Data to process:
____

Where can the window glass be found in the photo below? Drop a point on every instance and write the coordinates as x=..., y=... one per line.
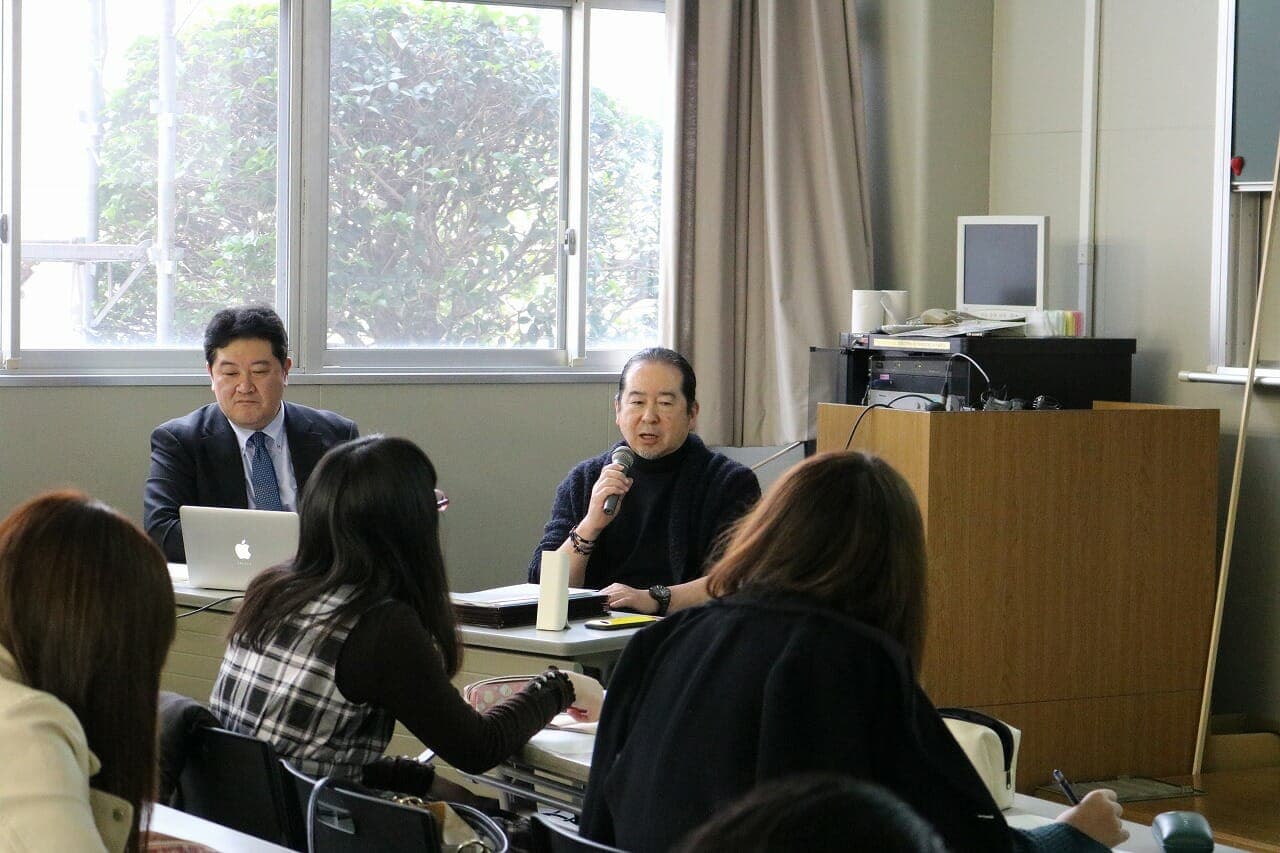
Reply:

____

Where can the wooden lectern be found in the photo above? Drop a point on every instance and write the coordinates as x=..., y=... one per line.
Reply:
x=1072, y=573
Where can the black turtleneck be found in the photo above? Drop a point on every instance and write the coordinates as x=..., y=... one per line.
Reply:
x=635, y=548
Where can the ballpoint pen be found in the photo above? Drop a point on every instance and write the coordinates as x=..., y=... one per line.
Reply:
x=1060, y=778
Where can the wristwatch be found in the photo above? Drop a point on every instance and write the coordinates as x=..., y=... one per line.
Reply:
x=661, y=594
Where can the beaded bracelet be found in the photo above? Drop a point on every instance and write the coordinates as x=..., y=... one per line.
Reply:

____

Exercise instructions:
Swap "Drop" for "Place" in the entries from the line with "Where can the wooden" up to and including the line with "x=635, y=548". Give back only those lines, with nothing else changed.

Right answer:
Where can the wooden lectern be found in the photo above? Place a point on every instance and write the coordinates as x=..., y=... one per line.
Reply:
x=1072, y=573
Where can the black turtleneck be found in the photo above? Place a point on every instance and write the coordinates as x=..., y=... one per line.
Reply:
x=635, y=548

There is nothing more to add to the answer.